PROBLEM STATEMENT:
Give back exactly the lines of the material below that start at the line containing "Target: white air purifier" and end at the line containing "Target: white baseboard", and no others.

RECORDS SUPPLIED:
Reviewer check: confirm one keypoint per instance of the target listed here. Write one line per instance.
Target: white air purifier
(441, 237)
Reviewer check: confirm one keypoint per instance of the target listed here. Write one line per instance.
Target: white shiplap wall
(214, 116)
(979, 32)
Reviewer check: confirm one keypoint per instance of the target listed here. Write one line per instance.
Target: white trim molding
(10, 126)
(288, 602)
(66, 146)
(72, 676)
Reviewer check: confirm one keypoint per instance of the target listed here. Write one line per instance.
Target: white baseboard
==
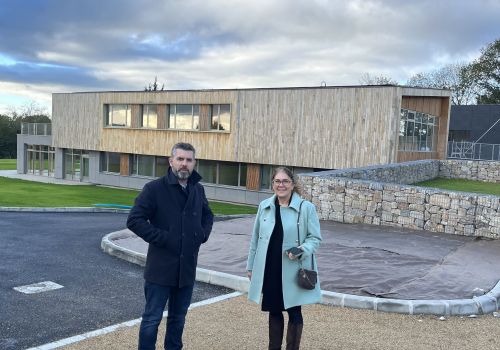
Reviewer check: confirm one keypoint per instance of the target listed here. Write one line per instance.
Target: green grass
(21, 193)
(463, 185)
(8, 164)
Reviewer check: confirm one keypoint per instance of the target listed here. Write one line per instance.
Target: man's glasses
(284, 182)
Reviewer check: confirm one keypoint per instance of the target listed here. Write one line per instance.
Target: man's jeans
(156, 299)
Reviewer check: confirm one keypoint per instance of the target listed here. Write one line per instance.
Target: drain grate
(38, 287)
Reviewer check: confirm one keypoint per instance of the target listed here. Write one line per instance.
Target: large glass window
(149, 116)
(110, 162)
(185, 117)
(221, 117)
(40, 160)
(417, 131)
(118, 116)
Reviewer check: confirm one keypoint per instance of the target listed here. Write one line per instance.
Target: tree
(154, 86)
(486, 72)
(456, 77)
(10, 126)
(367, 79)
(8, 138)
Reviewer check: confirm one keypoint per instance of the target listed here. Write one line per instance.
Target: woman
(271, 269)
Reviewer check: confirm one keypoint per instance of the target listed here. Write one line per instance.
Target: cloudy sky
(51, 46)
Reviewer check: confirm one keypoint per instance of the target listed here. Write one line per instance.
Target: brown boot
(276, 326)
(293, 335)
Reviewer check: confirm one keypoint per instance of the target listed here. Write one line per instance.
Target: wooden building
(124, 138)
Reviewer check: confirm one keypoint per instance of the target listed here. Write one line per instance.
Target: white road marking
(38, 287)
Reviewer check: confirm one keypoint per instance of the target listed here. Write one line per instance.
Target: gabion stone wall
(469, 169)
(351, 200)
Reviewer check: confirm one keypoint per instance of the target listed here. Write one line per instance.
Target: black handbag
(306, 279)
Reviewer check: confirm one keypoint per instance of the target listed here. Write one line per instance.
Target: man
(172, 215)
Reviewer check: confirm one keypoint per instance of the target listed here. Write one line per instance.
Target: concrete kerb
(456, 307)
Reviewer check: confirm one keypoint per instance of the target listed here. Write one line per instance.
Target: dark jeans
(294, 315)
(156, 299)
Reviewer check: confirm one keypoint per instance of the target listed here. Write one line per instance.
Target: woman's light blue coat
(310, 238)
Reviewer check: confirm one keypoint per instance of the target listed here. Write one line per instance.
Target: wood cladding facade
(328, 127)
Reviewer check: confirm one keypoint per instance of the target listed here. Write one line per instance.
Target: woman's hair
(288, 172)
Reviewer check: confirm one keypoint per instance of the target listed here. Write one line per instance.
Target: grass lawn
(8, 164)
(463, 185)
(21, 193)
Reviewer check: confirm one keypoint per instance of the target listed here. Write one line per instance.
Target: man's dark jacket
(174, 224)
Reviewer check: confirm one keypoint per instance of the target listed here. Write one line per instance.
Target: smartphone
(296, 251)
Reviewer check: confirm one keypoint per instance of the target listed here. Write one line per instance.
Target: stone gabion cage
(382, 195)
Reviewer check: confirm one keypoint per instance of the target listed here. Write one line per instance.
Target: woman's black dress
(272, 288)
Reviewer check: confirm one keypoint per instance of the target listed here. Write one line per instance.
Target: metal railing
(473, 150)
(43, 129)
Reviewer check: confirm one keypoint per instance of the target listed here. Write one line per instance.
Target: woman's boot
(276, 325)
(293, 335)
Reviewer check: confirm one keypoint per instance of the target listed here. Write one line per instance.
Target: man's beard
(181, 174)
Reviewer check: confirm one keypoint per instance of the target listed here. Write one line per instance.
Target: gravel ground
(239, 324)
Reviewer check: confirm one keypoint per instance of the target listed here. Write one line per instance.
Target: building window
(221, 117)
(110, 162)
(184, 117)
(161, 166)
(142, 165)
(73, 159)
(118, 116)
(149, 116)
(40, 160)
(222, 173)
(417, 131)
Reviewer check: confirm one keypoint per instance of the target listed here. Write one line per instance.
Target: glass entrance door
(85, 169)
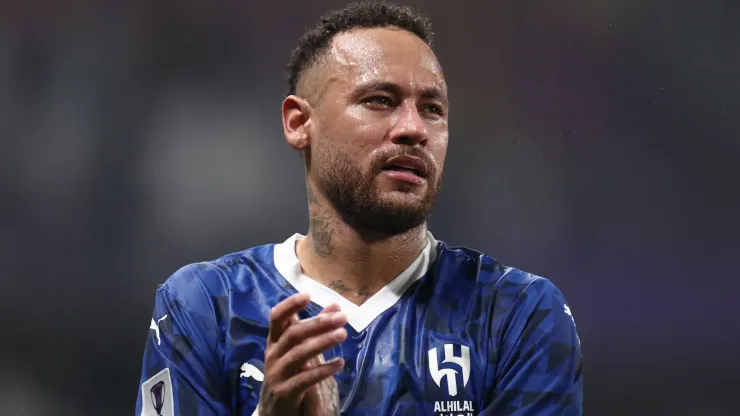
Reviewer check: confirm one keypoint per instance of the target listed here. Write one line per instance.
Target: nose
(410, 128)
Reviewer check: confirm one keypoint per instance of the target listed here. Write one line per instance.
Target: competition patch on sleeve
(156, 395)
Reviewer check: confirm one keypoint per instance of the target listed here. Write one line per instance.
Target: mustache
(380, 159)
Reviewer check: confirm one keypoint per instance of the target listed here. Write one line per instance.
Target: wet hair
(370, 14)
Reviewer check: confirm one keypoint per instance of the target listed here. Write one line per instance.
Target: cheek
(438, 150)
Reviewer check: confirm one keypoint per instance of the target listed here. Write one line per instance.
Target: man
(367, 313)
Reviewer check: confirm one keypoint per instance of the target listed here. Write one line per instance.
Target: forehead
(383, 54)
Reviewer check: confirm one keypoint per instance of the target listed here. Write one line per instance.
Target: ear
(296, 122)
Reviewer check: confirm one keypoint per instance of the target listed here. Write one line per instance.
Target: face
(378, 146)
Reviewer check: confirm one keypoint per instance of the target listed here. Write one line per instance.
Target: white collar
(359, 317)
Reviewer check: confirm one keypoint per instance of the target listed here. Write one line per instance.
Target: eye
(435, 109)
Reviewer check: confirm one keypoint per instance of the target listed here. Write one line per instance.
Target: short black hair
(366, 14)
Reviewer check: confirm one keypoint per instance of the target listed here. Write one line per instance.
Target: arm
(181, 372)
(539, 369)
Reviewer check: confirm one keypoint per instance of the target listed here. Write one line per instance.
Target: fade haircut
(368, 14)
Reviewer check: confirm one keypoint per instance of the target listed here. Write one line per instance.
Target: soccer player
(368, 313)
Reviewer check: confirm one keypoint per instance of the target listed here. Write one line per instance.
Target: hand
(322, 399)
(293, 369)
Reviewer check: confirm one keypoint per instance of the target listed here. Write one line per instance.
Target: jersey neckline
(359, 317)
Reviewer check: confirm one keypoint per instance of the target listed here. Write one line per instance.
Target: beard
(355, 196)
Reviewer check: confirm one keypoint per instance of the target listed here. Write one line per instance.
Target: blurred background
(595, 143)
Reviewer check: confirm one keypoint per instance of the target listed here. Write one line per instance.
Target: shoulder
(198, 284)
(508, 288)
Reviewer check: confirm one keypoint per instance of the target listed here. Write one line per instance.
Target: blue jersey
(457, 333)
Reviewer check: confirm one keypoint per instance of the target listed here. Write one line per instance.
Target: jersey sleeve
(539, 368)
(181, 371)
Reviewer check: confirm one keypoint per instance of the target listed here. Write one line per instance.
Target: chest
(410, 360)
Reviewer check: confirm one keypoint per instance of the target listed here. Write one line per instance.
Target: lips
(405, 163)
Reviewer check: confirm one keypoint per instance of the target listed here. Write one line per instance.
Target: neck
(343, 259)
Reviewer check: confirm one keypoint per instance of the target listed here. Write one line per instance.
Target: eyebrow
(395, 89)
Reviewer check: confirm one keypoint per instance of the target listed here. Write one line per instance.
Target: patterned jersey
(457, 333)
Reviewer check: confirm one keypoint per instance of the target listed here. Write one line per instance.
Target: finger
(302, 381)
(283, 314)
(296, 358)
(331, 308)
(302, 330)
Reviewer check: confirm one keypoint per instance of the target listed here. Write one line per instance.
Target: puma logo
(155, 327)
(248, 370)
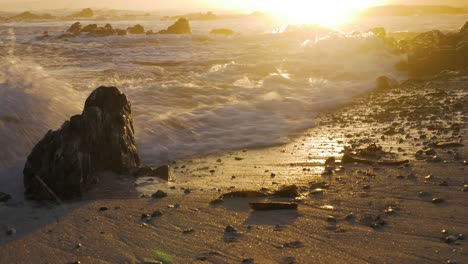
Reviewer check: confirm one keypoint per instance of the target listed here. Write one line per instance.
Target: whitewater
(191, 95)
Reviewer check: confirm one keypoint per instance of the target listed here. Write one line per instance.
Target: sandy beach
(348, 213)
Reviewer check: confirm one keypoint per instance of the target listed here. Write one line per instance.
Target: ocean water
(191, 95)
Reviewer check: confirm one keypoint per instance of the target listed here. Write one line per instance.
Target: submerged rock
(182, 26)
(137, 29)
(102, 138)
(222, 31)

RESPONSE BELOW:
Target: white air purifier
(441, 237)
Reviewer check: confirm one keypoint per instance of the target listed here. Write one line per instance.
Target: white shiplap wall
(214, 116)
(979, 32)
Reviewer check: confirm one keypoint per instance of the target listed here. Write one line per instance.
Target: white trim molding
(10, 126)
(288, 602)
(66, 146)
(72, 676)
Reviewer check: confirm one keypoint per instance of the target listed here. Write one line per instance.
Target: white baseboard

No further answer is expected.